→ Data:
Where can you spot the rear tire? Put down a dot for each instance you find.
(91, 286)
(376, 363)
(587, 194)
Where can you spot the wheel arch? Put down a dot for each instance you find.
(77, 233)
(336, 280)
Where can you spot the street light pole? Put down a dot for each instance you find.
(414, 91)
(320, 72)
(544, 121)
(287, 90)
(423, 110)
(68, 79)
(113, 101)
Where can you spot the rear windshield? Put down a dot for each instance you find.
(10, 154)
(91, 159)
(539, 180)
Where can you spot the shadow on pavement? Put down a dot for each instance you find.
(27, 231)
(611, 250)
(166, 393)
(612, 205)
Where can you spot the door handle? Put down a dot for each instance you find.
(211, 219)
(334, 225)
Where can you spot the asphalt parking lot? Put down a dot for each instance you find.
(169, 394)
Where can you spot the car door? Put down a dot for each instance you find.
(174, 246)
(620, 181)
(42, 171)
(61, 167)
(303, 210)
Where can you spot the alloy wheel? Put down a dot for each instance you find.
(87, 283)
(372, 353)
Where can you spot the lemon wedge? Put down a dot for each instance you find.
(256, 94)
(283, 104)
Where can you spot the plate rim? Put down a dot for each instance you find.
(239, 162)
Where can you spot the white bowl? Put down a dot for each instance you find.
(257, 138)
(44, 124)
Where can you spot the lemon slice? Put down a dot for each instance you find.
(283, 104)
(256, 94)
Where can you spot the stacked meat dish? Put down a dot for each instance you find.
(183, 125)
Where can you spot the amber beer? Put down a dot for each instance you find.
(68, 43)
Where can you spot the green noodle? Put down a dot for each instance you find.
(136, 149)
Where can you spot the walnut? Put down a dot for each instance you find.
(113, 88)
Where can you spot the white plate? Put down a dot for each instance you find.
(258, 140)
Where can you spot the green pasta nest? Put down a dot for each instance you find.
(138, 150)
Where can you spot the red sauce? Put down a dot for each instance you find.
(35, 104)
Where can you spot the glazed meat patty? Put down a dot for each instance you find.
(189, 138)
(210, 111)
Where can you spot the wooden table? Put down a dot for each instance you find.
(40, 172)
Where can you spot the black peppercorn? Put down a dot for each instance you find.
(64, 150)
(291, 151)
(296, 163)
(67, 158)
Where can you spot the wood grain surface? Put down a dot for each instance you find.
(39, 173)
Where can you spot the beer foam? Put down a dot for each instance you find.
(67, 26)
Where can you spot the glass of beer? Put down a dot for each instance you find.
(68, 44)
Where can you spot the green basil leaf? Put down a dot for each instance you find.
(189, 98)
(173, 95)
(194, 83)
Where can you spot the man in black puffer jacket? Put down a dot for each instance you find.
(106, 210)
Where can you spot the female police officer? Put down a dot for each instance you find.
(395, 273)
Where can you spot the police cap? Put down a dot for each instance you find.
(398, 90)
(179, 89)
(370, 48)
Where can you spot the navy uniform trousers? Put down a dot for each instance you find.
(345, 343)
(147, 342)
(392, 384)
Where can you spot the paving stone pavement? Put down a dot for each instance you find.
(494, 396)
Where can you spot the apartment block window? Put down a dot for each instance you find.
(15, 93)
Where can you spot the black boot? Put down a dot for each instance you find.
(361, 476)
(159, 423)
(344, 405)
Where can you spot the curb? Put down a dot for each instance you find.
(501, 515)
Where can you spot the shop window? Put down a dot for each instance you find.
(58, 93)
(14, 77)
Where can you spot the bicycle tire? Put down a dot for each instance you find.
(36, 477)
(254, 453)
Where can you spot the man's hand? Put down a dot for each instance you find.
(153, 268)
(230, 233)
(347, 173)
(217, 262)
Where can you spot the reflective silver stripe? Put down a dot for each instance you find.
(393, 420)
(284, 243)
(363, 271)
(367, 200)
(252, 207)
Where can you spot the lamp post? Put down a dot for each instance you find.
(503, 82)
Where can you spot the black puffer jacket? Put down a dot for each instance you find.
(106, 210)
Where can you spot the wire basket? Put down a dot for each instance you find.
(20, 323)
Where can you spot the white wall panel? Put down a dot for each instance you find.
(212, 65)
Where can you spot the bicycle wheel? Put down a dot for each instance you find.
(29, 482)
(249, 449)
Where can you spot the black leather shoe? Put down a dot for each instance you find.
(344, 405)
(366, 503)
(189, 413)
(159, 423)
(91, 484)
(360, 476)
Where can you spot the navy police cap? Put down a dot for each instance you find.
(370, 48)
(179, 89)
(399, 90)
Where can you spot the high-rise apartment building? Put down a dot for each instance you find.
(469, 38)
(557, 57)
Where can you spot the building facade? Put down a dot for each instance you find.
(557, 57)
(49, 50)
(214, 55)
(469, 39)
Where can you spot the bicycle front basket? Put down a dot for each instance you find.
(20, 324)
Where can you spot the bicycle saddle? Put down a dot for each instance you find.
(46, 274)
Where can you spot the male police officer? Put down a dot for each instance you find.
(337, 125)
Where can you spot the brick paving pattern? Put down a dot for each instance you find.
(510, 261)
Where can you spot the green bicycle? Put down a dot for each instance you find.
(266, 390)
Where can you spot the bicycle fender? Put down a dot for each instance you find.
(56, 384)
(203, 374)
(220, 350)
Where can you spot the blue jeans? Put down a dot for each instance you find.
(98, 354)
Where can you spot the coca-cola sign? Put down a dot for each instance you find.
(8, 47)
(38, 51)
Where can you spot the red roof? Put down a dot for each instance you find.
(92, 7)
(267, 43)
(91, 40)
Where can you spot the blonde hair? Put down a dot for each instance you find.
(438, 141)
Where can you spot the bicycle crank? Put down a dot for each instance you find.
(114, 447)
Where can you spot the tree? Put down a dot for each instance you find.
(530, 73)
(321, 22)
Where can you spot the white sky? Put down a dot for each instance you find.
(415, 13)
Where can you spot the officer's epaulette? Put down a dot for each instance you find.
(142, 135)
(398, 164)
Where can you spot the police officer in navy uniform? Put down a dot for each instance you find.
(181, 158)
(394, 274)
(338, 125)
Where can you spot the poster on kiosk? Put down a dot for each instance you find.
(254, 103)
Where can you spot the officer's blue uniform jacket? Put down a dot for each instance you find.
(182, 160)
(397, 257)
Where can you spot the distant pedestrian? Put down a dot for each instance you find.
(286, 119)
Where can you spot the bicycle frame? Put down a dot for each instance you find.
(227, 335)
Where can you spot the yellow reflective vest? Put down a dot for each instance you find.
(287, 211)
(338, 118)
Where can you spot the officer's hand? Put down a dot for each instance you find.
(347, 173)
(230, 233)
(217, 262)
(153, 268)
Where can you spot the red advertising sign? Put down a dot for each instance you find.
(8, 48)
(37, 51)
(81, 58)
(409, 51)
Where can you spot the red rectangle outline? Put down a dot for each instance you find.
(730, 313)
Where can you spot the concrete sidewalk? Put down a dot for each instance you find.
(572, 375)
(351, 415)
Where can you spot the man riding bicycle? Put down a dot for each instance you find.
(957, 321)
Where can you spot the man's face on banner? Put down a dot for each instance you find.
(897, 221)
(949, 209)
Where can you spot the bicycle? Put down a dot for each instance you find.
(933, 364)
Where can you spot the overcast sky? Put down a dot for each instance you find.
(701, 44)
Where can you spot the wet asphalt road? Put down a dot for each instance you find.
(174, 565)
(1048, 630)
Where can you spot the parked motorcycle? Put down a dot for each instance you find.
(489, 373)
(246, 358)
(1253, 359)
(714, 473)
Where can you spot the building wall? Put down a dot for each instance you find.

→ What to work on:
Reproduce the lines above, switching "Put down a dot" for "Mark a point" wherever it occurs and leaving everything else unchanged.

→ Output of the task:
Where can you spot the rear tire? Mark a point for each instance you find.
(91, 286)
(376, 363)
(587, 194)
Where can you spot the wheel arch? Mark a point for each instance you find.
(77, 233)
(336, 280)
Where can you spot the street light pole? Mark a point for each instance you find.
(414, 91)
(320, 72)
(544, 121)
(287, 90)
(423, 110)
(68, 79)
(113, 101)
Where can you spot the rear windshield? Mark a point for each instance you find.
(10, 154)
(91, 159)
(539, 180)
Where can you spot the shadow on pavement? Mark a point for each instance you find.
(27, 231)
(611, 250)
(166, 393)
(612, 205)
Where can you spot the door handle? Mark a point for each instance you find.
(211, 219)
(334, 225)
Where can you spot the asphalt parking lot? Mark a point for each instance you find.
(169, 394)
Where can you spot the car door? Mark a point for each instance you find.
(174, 246)
(620, 181)
(42, 171)
(61, 167)
(303, 210)
Where can you spot the alloy wheel? Mark a point for each instance you find.
(87, 283)
(372, 353)
Where can you spot the lemon wedge? Mark a point for each instance you find.
(256, 94)
(283, 104)
Where can you spot the plate rim? Mark a point for each instance you find.
(239, 162)
Where can you spot the white bowl? Mark a point for each instance you find.
(257, 138)
(44, 124)
Where can you spot the lemon slice? Mark a point for each instance you find.
(283, 104)
(256, 94)
Where can you spot the stacked meat dish? Mark a point for each instance you find.
(183, 125)
Where can you spot the amber beer? Mark a point for each instance you find.
(68, 43)
Where can you spot the green noodle? Mark a point for each instance you find.
(136, 149)
Where can you spot the walnut? Mark a point for each instance you find.
(113, 88)
Where can you spot the white plate? Mark a point for each instance you find.
(258, 140)
Where can you spot the green pasta nest? Mark a point for each instance you find.
(138, 150)
Where can you spot the red sauce? Mark a point for each instance you find.
(35, 104)
Where can you spot the glazed meat patty? Mark a point for each instance you find.
(189, 138)
(210, 111)
Where can you spot the wooden table? Mark a point for each instance you find.
(40, 172)
Where can you spot the black peppercorn? Mark a point for each instance you find.
(64, 150)
(291, 151)
(296, 163)
(67, 158)
Where can you spot the wood grain surface? Mark a point for each instance you find.
(39, 173)
Where can you spot the beer foam? Mark a point for each instance you find.
(67, 26)
Where can you spot the glass of beer? Mark a point for each instance you find.
(68, 44)
Where can you spot the green basil leaf? Mark a point for each instance you find.
(189, 98)
(173, 95)
(194, 83)
Where can you spot the man in black puffer jacket? Mark a point for each instance you find.
(106, 210)
Where can you spot the female police officer? Mark a point for each instance you find.
(395, 273)
Where can you spot the police cap? Mark a point for each instance you find.
(398, 90)
(179, 89)
(370, 48)
Where can you spot the navy uniform trousers? Mark a point for each instance you find.
(345, 343)
(147, 342)
(392, 384)
Where can you spot the paving stone pavement? Mark a point for each instance you find.
(494, 396)
Where can you spot the apartment block window? Mark a point for each instance you find.
(15, 93)
Where can you spot the black boot? Mark a point for each instance you find.
(361, 476)
(159, 423)
(344, 405)
Where can you spot the curb? Mark a point for each instance you find.
(501, 515)
Where can you spot the shop window? Mark a point for each instance you find.
(58, 93)
(14, 77)
Where can you spot the bicycle tire? Mark a point for each instance you find.
(36, 477)
(254, 453)
Where can you spot the man's hand? Mark a point for each instance you find.
(153, 268)
(230, 233)
(347, 173)
(217, 262)
Where can you spot the reflective silver stripe? Mark a point for each instance you find.
(393, 420)
(284, 243)
(363, 271)
(367, 200)
(252, 207)
Where can you spot the lamp post? Mark a point for each instance you find.
(503, 82)
Where can you spot the black puffer jacket? Mark a point for each instance you find.
(106, 210)
Where can you spot the wire basket? Mark a point for each instance you find.
(20, 323)
Where can you spot the white wall panel? Mark a point for each instance you find.
(212, 65)
Where can you spot the bicycle wheel? Mark a point for each instance you find.
(29, 482)
(249, 449)
Where can you spot the black leather shoe? Mark a point for each instance you find.
(344, 405)
(366, 503)
(189, 413)
(159, 423)
(91, 484)
(360, 476)
Where can you spot the navy police cap? Mark a point for each instance you find.
(370, 48)
(179, 89)
(399, 90)
Where can you spot the high-rise apartment building? Mark a point for each instance you find.
(469, 38)
(557, 57)
Where can you spot the building facade? Mark a point for each instance you find.
(557, 57)
(49, 50)
(214, 55)
(469, 39)
Where can you spot the bicycle front basket? Mark a point for each instance you find.
(20, 324)
Where can you spot the bicycle saddle? Mark a point for each instance you find.
(46, 274)
Where can you spot the male police officer? Mark a point for each instance you find.
(337, 125)
Where can you spot the brick paving pattern? Mark a point for each instance you find.
(510, 261)
Where can you spot the green bicycle? Mark a point for each instance you find.
(266, 390)
Where can you spot the bicycle fender? Mark a point for each instance you find.
(56, 384)
(203, 374)
(220, 350)
Where can you spot the blue jeans? Mark a point for each instance you find.
(98, 354)
Where can you spot the coca-cola sign? Mark a point for each instance you find.
(8, 47)
(38, 51)
Where can you spot the red roof? Mark a point for each instance you find.
(92, 7)
(267, 43)
(91, 40)
Where can you spot the blonde hair? Mark a point for each instance you find.
(438, 141)
Where can you spot the bicycle crank? Mark a point for each instance you find.
(114, 447)
Where can you spot the tree? Mark a point for each instance you find.
(530, 73)
(321, 22)
Where can you spot the white sky? Mark a point for each instance you find.
(415, 13)
Where can you spot the officer's epaulette? Mark a point for each instance you find.
(142, 135)
(398, 164)
Where can you spot the police officer in navy uniform? Mark a point for each instance you find.
(181, 158)
(394, 274)
(338, 125)
Where can you spot the poster on kiosk? Mark a point for each instance you find.
(254, 103)
Where can you spot the officer's blue uniform jacket? Mark a point for each instance you find.
(182, 160)
(397, 257)
Where can you spot the distant pedestrian? Mark a point for each instance you find.
(286, 119)
Where can you spot the bicycle frame? Mark a point for each instance you find.
(227, 335)
Where can you spot the yellow reflective vest? Mark a point for each instance you find.
(287, 211)
(338, 118)
Where can you spot the officer's hand? Mark a point for each instance you find.
(347, 173)
(230, 233)
(217, 262)
(153, 268)
Where can you spot the red advertising sign? Mark a point for each instance you find.
(8, 48)
(37, 51)
(81, 58)
(409, 51)
Where can you spot the red rectangle outline? Mark a point for each instance you find.
(730, 313)
Where can you spot the concrete sidewalk? Mark a point for each instance you find.
(572, 375)
(351, 415)
Where can you spot the man riding bicycle? Mark a point for each instance you find.
(957, 321)
Where can you spot the man's face on banner? Mark a point for each instance you find.
(897, 221)
(949, 209)
Where can you spot the bicycle? Mark a point for each instance you find.
(933, 364)
Where can you spot the overcast sky? Mark a point for each instance you find.
(701, 44)
Where can you spot the wet asphalt road? Mark a point for each instance you find.
(174, 565)
(1048, 630)
Where can you spot the parked motorcycle? Mark a point for each instance you find.
(489, 373)
(246, 358)
(1253, 359)
(714, 473)
Where can you spot the building wall? Mark a point for each instance you find.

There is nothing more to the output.